* AIM 1: In the court rulings on the right to bear arms, what does the Cockrum v. State quotation say the citizen does not derive the right from?

* PASSAGE TO READ:

For, in principle, there is no difference between a law prohibiting the wearing of concealed arms, and a law forbidding the wearing such as are exposed; and if the former be unconstitutional, the latter must be so likewise. But it should not be forgotten, that it is not only a part of the right that is secured by the constitution; it is the right entire and complete, as it existed at the adoption of the constitution; and if any portion of that right be impaired, immaterial how small the part may be, and immaterial the order of time at which it be done, it is equally forbidden by the constitution." [Bliss vs. Commonwealth, 12 Ky. (2 Litt.) 90, at 92, and 93, 13 Am. Dec. 251 (1822)]

" 'The right of the people to keep and bear arms shall not be infringed.' The right of the whole people, old and young, men, women and boys, and not militia only, to keep and bear arms of every description, and not such merely as are used by the milita, shall not be infringed, curtailed, or broken in upon, in the smallest degree; and all this for the important end to be attained: the rearing up and qualifying a well-regulated militia, so vitally necessary to the security of a free State. Our opinion is that any law, State or Federal, is repugnant to the Constitution, and void, which contravenes this right." [Nunn vs. State, 1 Ga. (1 Kel.) 243, at 251 (1846)]

"The provision in the Constitution granting the right to all persons to bear arms is a limitation upon the power of the Legislature to enact any law to the contrary. The exercise of a right guaranteed by the Constitution cannot be made subject to the will of the sheriff." [People vs. Zerillo, 219 Mich. 635, 189 N.W. 927, at 928 (1922)]

"The maintenance of the right to bear arms is a most essential one to every free people and should not be whittled down by technical constructions." [State vs. Kerner, 181 N.C. 574, 107 S.E. 222, at 224 (1921)]

"The right of a citizen to bear arms, in lawful defense of himself or the State, is absolute. He does not derive it from the State government. It is one of the "high powers" delegated directly to the citizen, and 'is excepted out of the general powers of government.' A law cannot be passed to infringe upon or impair it, because it is above the law, and independent of the lawmaking power." [Cockrum v. State, 24 Tex. 394, at 401-402 (1859)]


----------



## ghostdog2 (Jan 22, 2005)

* Picture annotation entries:
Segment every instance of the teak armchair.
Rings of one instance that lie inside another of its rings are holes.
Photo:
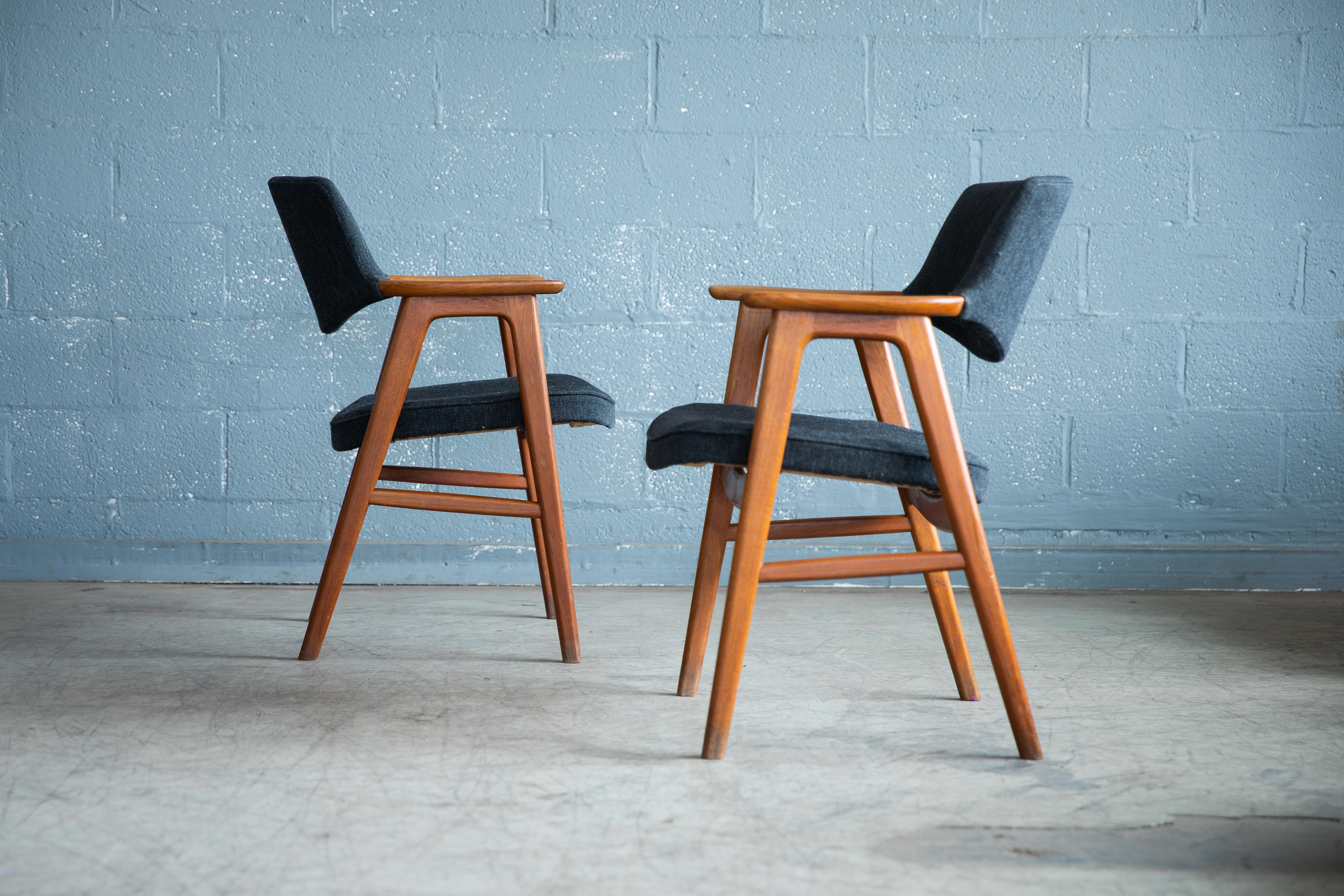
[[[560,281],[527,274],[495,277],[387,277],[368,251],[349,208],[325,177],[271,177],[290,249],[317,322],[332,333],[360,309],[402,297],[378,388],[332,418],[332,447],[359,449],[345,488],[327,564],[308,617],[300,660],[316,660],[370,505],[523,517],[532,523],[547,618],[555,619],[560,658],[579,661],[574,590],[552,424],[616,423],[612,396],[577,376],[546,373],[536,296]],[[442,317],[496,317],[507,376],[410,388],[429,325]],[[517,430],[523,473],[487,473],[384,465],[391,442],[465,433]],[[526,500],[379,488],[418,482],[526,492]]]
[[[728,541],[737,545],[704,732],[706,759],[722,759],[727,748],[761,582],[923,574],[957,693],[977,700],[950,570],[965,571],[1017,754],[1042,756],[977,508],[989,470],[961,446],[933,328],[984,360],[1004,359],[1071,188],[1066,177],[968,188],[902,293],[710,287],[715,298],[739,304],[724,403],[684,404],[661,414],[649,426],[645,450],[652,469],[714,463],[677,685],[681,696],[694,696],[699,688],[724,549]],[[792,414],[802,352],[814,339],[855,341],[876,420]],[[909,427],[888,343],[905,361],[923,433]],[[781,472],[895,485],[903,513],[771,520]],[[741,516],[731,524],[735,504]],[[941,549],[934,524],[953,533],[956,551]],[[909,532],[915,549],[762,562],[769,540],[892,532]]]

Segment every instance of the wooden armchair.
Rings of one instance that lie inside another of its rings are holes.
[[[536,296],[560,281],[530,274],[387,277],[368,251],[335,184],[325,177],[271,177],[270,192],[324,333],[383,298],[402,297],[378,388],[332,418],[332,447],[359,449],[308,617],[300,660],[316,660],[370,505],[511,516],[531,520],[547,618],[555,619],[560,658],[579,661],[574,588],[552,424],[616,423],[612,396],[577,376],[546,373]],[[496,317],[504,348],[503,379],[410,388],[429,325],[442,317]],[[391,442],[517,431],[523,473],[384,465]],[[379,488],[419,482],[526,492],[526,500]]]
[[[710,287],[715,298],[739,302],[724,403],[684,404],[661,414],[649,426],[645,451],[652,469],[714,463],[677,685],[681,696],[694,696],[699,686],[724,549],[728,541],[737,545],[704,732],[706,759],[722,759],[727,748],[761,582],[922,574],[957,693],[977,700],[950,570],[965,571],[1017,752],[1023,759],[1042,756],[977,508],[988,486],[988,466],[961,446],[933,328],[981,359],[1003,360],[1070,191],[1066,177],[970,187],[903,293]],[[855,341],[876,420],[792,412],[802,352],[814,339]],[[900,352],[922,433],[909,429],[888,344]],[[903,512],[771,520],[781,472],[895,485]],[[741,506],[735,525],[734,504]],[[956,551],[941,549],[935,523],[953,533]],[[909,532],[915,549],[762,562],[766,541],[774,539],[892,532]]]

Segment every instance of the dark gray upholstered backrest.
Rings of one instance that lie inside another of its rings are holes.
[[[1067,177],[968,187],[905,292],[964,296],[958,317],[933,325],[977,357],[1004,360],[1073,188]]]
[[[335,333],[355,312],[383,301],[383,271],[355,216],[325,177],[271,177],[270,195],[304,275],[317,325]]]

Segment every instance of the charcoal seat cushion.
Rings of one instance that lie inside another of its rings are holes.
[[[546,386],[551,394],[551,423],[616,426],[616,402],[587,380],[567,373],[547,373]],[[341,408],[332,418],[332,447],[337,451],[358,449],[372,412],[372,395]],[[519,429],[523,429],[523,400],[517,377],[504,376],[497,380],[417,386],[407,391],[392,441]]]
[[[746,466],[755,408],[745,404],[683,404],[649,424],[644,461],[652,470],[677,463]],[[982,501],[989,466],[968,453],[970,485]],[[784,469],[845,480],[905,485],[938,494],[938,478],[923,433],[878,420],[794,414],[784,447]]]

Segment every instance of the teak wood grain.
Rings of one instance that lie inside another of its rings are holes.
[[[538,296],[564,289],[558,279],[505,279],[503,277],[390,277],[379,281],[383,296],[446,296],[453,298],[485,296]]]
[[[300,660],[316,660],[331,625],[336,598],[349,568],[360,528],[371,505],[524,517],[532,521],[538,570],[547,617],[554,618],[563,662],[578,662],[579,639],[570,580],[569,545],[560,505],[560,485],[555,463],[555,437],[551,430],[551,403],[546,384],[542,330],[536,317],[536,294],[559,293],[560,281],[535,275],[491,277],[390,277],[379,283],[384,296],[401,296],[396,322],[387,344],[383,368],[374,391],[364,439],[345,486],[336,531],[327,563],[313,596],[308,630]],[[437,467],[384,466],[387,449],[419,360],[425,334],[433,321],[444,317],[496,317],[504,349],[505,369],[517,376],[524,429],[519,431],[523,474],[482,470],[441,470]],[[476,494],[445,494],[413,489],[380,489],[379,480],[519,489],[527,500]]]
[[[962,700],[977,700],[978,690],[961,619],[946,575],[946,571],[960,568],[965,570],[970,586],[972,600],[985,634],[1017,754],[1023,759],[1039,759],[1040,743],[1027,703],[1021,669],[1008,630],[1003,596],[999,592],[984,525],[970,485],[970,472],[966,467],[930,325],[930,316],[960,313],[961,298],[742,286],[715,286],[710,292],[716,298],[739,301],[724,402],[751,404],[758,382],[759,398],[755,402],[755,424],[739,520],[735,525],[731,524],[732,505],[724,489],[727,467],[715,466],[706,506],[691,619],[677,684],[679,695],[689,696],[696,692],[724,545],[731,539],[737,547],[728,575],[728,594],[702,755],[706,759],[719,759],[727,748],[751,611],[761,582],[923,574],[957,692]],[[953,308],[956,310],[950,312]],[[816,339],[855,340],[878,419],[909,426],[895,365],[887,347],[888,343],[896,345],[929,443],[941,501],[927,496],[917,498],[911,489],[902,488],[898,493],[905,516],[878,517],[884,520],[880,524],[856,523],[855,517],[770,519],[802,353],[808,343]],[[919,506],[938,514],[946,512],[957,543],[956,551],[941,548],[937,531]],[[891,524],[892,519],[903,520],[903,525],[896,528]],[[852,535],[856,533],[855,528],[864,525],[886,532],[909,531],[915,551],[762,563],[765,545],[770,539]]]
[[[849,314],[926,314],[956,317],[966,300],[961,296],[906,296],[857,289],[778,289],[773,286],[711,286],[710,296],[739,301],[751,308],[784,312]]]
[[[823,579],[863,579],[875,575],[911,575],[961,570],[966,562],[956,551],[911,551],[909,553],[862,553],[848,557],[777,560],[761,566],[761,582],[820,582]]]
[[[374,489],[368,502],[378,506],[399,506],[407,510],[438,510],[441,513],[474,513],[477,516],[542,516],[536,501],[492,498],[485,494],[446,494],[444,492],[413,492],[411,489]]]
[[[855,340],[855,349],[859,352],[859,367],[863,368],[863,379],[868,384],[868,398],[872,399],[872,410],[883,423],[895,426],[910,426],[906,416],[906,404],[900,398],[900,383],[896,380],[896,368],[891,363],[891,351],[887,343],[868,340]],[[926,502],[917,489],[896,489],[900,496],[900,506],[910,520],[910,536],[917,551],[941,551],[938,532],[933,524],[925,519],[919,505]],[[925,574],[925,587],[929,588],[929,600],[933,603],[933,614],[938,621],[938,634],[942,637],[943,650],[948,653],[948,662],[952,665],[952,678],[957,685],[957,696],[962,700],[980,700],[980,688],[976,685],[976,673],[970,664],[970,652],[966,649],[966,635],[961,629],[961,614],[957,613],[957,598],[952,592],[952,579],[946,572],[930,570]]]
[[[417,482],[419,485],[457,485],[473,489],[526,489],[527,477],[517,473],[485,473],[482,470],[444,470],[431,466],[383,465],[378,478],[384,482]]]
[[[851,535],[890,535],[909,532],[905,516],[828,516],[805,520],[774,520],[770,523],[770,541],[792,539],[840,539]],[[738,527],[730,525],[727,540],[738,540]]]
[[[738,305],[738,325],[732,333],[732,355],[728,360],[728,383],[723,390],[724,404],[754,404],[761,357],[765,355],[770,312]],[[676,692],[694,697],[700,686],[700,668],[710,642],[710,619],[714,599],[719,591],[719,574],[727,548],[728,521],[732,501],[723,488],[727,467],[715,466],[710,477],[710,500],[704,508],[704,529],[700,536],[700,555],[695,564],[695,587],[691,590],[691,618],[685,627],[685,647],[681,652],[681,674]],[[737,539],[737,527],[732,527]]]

* AIM 2: Gather each line of the records above that contains the word "every".

* FULL SOLUTION 1: The State government.

* FULL SOLUTION 2:
Segment every instance of the teak armchair.
Segment every instance of the wooden armchair.
Segment every instance of the dark gray upholstered backrest.
Segment every instance of the charcoal seat cushion.
Segment every instance of the teak wood grain.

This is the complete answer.